TASK ITEM — Word for word, restate the data that follows, omitting the images.

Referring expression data
┌──
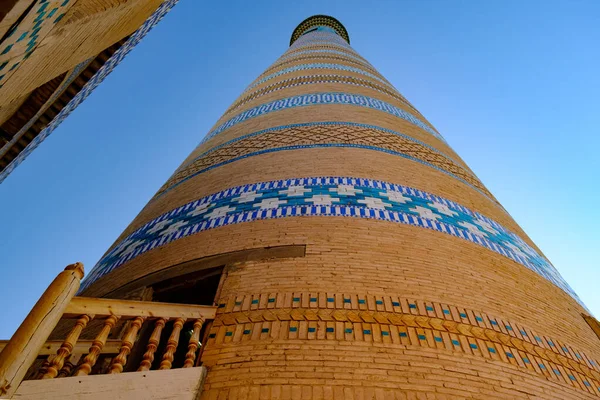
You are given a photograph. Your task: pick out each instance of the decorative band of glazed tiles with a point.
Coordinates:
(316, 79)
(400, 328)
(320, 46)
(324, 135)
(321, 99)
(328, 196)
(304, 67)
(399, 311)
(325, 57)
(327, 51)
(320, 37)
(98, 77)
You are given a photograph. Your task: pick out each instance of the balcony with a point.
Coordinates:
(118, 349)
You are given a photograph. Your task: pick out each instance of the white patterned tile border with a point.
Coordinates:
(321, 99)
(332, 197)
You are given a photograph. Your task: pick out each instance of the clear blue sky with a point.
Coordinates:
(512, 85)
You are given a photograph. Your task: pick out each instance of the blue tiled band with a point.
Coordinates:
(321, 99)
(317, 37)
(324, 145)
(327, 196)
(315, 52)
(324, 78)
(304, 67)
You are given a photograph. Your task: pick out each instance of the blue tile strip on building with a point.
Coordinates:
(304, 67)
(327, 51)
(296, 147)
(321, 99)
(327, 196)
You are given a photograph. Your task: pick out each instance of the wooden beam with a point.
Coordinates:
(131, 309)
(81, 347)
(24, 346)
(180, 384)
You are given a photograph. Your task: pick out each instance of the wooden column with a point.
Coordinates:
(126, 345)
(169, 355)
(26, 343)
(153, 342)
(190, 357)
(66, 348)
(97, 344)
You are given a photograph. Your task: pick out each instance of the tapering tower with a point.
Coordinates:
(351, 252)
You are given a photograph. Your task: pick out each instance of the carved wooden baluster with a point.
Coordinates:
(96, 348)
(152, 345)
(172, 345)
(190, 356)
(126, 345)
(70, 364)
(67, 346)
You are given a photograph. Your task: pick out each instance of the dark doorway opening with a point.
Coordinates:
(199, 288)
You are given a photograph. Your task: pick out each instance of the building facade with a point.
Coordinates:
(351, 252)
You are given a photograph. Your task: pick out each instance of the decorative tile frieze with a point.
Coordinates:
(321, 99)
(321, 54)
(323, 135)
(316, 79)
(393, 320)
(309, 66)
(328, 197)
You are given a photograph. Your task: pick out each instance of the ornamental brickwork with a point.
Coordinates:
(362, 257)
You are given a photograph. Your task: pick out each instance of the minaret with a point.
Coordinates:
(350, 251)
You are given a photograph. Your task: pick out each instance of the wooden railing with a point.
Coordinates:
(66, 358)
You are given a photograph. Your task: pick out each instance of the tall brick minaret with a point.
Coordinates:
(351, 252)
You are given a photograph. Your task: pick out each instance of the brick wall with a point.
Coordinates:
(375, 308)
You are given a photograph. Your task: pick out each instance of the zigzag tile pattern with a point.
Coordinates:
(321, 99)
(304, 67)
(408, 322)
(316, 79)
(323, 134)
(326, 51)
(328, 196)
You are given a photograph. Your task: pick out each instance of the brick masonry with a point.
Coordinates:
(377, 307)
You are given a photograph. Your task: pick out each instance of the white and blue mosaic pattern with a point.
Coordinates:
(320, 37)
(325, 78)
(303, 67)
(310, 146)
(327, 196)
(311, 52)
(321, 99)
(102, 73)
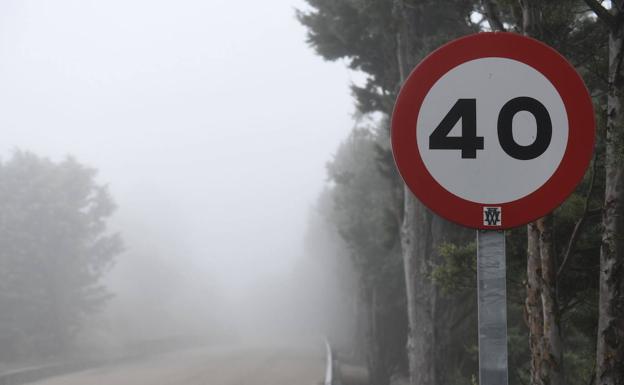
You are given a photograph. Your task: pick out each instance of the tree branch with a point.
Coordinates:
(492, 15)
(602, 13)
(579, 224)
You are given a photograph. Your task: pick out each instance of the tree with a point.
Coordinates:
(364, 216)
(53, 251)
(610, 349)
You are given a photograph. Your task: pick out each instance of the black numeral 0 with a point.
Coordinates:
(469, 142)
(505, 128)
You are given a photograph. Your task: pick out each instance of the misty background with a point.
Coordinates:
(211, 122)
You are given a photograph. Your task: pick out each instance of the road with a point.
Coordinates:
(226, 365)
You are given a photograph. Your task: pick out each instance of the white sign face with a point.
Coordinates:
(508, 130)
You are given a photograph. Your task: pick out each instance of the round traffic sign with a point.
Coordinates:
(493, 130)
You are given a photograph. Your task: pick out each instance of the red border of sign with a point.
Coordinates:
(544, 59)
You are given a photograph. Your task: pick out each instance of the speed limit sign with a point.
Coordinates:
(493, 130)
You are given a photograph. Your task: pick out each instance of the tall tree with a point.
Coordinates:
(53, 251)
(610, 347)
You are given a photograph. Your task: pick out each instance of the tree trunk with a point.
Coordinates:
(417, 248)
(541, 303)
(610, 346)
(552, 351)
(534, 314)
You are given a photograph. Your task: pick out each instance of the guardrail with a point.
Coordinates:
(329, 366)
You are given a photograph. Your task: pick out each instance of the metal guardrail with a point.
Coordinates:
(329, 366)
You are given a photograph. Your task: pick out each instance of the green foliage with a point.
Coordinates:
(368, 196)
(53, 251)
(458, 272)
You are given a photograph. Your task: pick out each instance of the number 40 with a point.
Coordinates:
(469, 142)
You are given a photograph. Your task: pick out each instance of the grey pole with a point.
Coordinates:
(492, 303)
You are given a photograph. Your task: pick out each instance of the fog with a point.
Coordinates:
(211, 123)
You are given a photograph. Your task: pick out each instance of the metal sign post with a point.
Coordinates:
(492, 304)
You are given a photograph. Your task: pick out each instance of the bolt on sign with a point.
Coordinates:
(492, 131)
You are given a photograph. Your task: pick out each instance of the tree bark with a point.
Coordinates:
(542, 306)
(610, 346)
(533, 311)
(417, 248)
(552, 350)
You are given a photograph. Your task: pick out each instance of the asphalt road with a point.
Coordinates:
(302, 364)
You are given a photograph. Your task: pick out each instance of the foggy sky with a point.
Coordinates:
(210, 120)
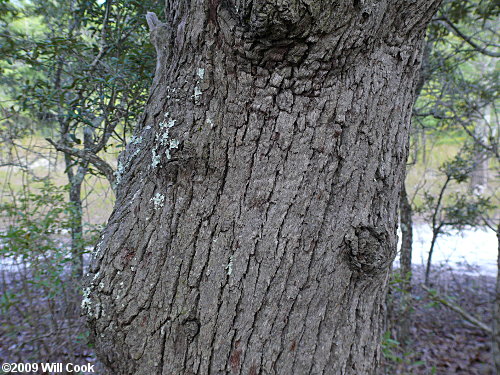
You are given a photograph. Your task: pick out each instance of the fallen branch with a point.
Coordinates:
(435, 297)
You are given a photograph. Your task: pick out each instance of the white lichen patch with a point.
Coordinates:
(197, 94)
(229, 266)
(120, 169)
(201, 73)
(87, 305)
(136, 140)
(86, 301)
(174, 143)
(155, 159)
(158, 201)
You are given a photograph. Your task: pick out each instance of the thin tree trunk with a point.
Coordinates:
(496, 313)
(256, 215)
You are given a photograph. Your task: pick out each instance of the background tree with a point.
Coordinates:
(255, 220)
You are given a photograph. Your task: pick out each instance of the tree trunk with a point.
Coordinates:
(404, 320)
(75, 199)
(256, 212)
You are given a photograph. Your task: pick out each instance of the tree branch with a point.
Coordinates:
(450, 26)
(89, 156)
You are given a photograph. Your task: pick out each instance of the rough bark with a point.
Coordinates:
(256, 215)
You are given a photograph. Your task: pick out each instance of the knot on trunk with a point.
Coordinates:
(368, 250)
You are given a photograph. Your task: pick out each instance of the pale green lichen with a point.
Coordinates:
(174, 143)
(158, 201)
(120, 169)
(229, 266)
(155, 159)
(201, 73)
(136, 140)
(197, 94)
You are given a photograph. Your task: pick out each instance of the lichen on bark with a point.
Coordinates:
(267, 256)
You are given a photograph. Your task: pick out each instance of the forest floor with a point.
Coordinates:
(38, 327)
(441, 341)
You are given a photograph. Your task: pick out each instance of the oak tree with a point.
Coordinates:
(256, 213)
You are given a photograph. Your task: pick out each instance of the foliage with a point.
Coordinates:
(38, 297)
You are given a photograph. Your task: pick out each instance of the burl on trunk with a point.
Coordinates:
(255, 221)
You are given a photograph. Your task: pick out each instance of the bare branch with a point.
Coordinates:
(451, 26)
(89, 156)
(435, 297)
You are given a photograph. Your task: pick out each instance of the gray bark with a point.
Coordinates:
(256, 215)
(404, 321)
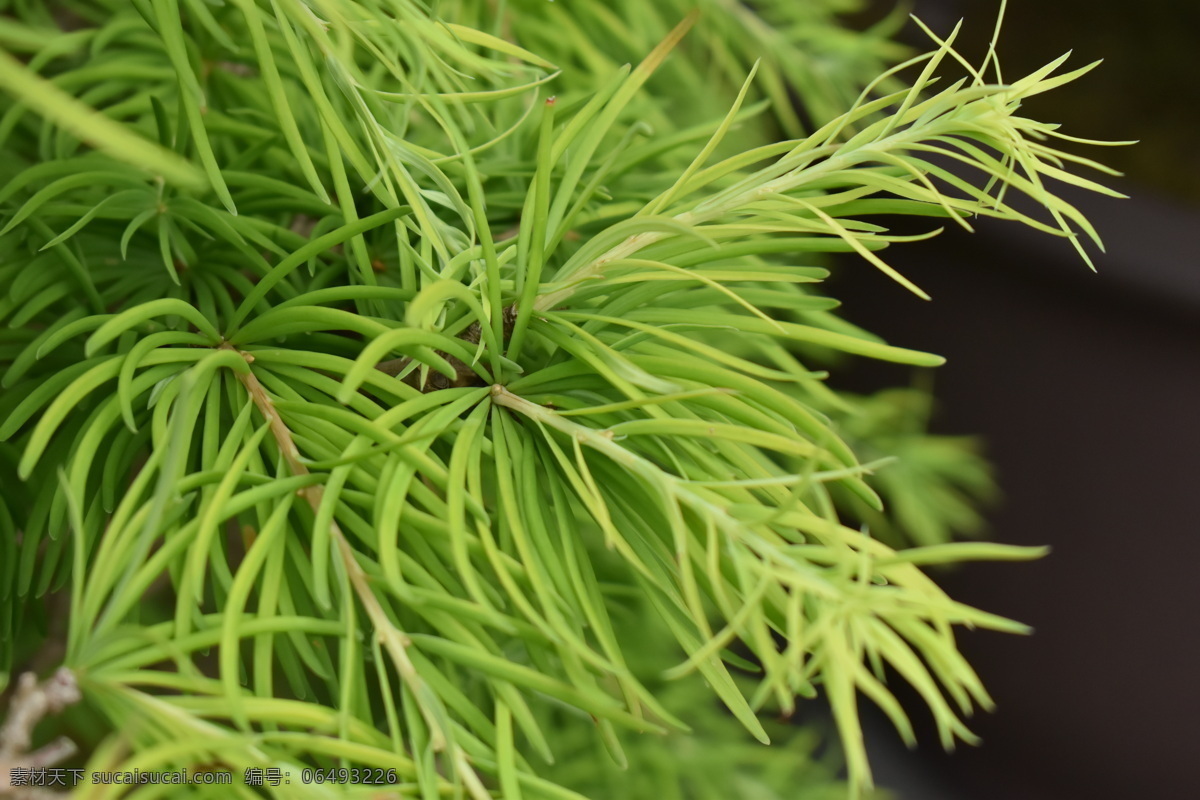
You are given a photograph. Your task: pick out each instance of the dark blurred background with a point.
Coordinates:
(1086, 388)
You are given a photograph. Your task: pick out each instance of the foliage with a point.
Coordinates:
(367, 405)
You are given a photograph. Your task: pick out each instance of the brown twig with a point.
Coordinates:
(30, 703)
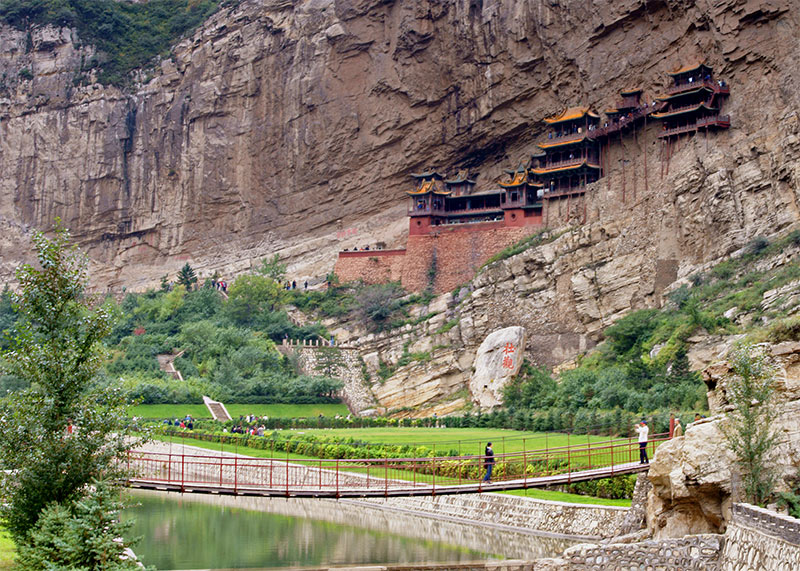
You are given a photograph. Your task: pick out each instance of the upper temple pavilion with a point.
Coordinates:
└──
REPLY TO THE EXERCISE —
You are given a photograph. Your task: pick out each instance of the decorative band of glazed tiles with a point.
Coordinates:
(316, 79)
(400, 328)
(320, 46)
(324, 135)
(321, 99)
(328, 196)
(304, 67)
(399, 311)
(325, 57)
(327, 51)
(320, 37)
(98, 77)
You are given a photograph. Your task: pick out each instance of the balcony with a point.
Coordinates:
(118, 349)
You are given a photograph. Your task: pick out each instance of the white patterned tile border with a point.
Coordinates:
(321, 99)
(332, 197)
You are given a photograph. Your task: pick out each instance of the clear blue sky with a point.
Coordinates:
(512, 85)
You are given a photograph. Your task: pick out each instance of the blue tiled band with a point.
Coordinates:
(321, 99)
(317, 37)
(324, 145)
(327, 196)
(315, 52)
(324, 78)
(304, 67)
You are given a photograph. Your task: pick out each instance of the blue tile strip on building with a point.
Coordinates:
(304, 67)
(327, 51)
(296, 147)
(321, 99)
(327, 196)
You are given a photograph. Your task: pick out each instance of the wooden beam with a point.
Coordinates:
(131, 309)
(81, 347)
(24, 346)
(180, 384)
You are given a photograph. Your task: pick out each instance of the wooden column with a point.
Coordinates:
(126, 345)
(169, 355)
(26, 343)
(153, 342)
(190, 357)
(66, 348)
(97, 344)
You are given a photograph. Your task: pick out each instance of the tapering tower with a point.
Coordinates:
(351, 252)
You are given a photograph. Your task: pick out each instance of the carved wooden baluster with a point.
Coordinates:
(96, 348)
(152, 345)
(172, 345)
(190, 356)
(126, 345)
(70, 364)
(67, 346)
You are given a photograph. Your task: pick out each instance of the dark doorway opening with a point.
Coordinates:
(199, 288)
You are given a photograph. Your task: pick out each instance of the building facade with a point.
Coordinates:
(351, 252)
You are given a photograph. Your task: pick out each instance of the decorative tile frieze with a point.
Coordinates:
(321, 99)
(321, 54)
(323, 135)
(316, 79)
(393, 320)
(309, 66)
(328, 197)
You are given a photograph. Your task: pick out each instance of the ornamental brickwork with a point.
Coordinates:
(362, 257)
You are given a photograph. Your task: pick out each instance of the minaret with a point.
Coordinates:
(350, 251)
You are given a photograph. Your task: pick out each instance of the wooden railing with a point.
Coordinates:
(66, 358)
You are given a photograph. Your task: pick out each instance of the tall brick minaret with a point.
Coordinates:
(351, 252)
You are given a photograph. Your task: pick out each instance of the brick wall with a point.
Coordinates:
(375, 308)
You are given a photograph. Your task: pick out each instance of the zigzag tile pattern with a point.
Coordinates:
(321, 99)
(304, 67)
(408, 322)
(316, 79)
(323, 134)
(326, 51)
(328, 196)
You are given a photograph. Your task: pick out each instance of the brick masonry with a point.
Coordinates:
(377, 307)
You are given a photograph. Your task: pick out each instance of the white and blue mosaic pattern with a point.
Coordinates:
(320, 37)
(325, 78)
(303, 67)
(310, 146)
(327, 196)
(311, 52)
(321, 99)
(102, 73)
You are given a photograph. Your task: pick out each instance of the tree branch with a point.
Coordinates:
(492, 15)
(602, 13)
(579, 224)
You are given a photograph. Your task: pick out each instance of the tree with a point.
Coordinates:
(364, 216)
(53, 251)
(610, 349)
You are given a photograph. Your task: pick out each instance of the black numeral 0 with a point.
Coordinates:
(469, 142)
(505, 128)
You are given a photograph. Your task: pick out each instance of the misty background with a point.
Coordinates:
(211, 122)
You are given a photograph. Your task: pick out each instance of the road with a point.
Coordinates:
(226, 365)
You are given a photograph. Your task: pick out each instance of the white sign face with a point.
Coordinates:
(508, 130)
You are given a photograph. Your task: pick out each instance of the round traffic sign with a point.
Coordinates:
(493, 130)
You are given a photograph. Your task: pick out each instance of the red border of sign with a point.
Coordinates:
(544, 59)
You are given a photograph. Your task: pick out each instance of the speed limit sign with a point.
Coordinates:
(493, 130)
You are given a photograph. Your task: pick out each instance of the tall tree with a point.
Coordinates:
(53, 251)
(610, 347)
You are given a photograph. Your task: pick out each instance of the tree trunk with a point.
Coordinates:
(417, 248)
(541, 303)
(610, 346)
(552, 351)
(534, 314)
You are given a photograph. Your task: pick out each instance of the guardrail with a point.
Coordinates:
(329, 366)
You are given a photograph. Your task: pick out each instance of the metal guardrail with a point.
Coordinates:
(329, 366)
You are given a photograph. Your task: pick out each instance of the green foliage with a point.
Coordinates:
(368, 196)
(53, 251)
(458, 272)
You are given a photograph. Your task: pick out each instance of the number 40 with a point.
Coordinates:
(469, 142)
You are given a photograph. Your task: pick out each instance of the grey pole with a point.
Coordinates:
(492, 303)
You are given a photograph. Your task: pick out each instance of the fog with a point.
Coordinates:
(211, 123)
You are given a photograph. Your task: pick out each instance of the metal sign post with a point.
Coordinates:
(492, 304)
You are given a photograph. Your task: pick out each instance of the bolt on sign with a point.
Coordinates:
(492, 131)
You are given a photograph. Your task: pick out each instance of the tree bark with a point.
Coordinates:
(542, 306)
(610, 346)
(533, 311)
(417, 248)
(552, 350)
You are given a photograph. Your task: pick out each instance of the asphalt road with a point.
Coordinates:
(302, 364)
You are given a photograph. Your task: pick out each instance of the foggy sky with a point.
Coordinates:
(210, 120)
You are given a photograph. Your task: pick out each instance of the fallen branch with a point.
Coordinates:
(435, 297)
You are given a photograph. Your task: pick out each instance of the white lichen patch with a point.
Coordinates:
(197, 94)
(229, 266)
(120, 169)
(201, 73)
(87, 305)
(136, 140)
(86, 301)
(174, 143)
(155, 159)
(158, 201)
You are given a photograph. Your task: pick out each instance of the thin tree trunk with a point.
Coordinates:
(496, 313)
(256, 215)
You are given a photograph. Your task: pick out each instance of the background tree with a point.
Coordinates:
(255, 220)
You are given a photograph. Your task: pick out each instance of the tree trunk with a point.
Coordinates:
(404, 320)
(75, 199)
(256, 212)
You are given a photograph. Your task: pick out each instance of the tree branch with a point.
Coordinates:
(450, 26)
(89, 156)
You are given a photograph. Your task: pick out each instance of the rough bark with a point.
Coordinates:
(256, 215)
You are given a photograph. Your task: pick out each instance of the knot on trunk with a point.
Coordinates:
(368, 250)
You are given a photograph. Your task: pick out each instance of the pale green lichen with a point.
Coordinates:
(174, 143)
(158, 201)
(120, 169)
(229, 266)
(155, 159)
(201, 73)
(136, 140)
(197, 94)
You are given a photograph. Your task: pick out each instance of the lichen on bark with a point.
Coordinates:
(267, 256)
You are given a photograph. Your task: pick out each instance of the forest floor with a point.
Coordinates:
(38, 327)
(441, 341)
You are given a photograph. Your task: pick out each instance of the oak tree with a point.
Coordinates:
(256, 213)
You are given a photograph. Your task: pick out each instance of the foliage with a point.
Coordinates:
(38, 297)
You are given a photograph. Your task: pick out each instance of the burl on trunk with a point.
Coordinates:
(255, 221)
You are given a photograph. Your task: pick out each instance of the bare branch with a point.
Coordinates:
(451, 26)
(89, 156)
(435, 297)
You are given a photograph. Your task: pick out each instance of the gray bark with a point.
Coordinates:
(256, 215)
(404, 321)
You are given a photograph. Your task: pick out each instance of the dark blurred background with a point.
Coordinates:
(1086, 388)
You are given a photograph. Your task: pick out each instance of the foliage with a point.
Coordinates:
(367, 405)
You are given a photograph. Your task: pick out each instance of the brown twig with a point.
Coordinates:
(30, 703)
You are given a photograph. Your task: pick out each instance of the upper temple pavilion with a point.
Coordinates:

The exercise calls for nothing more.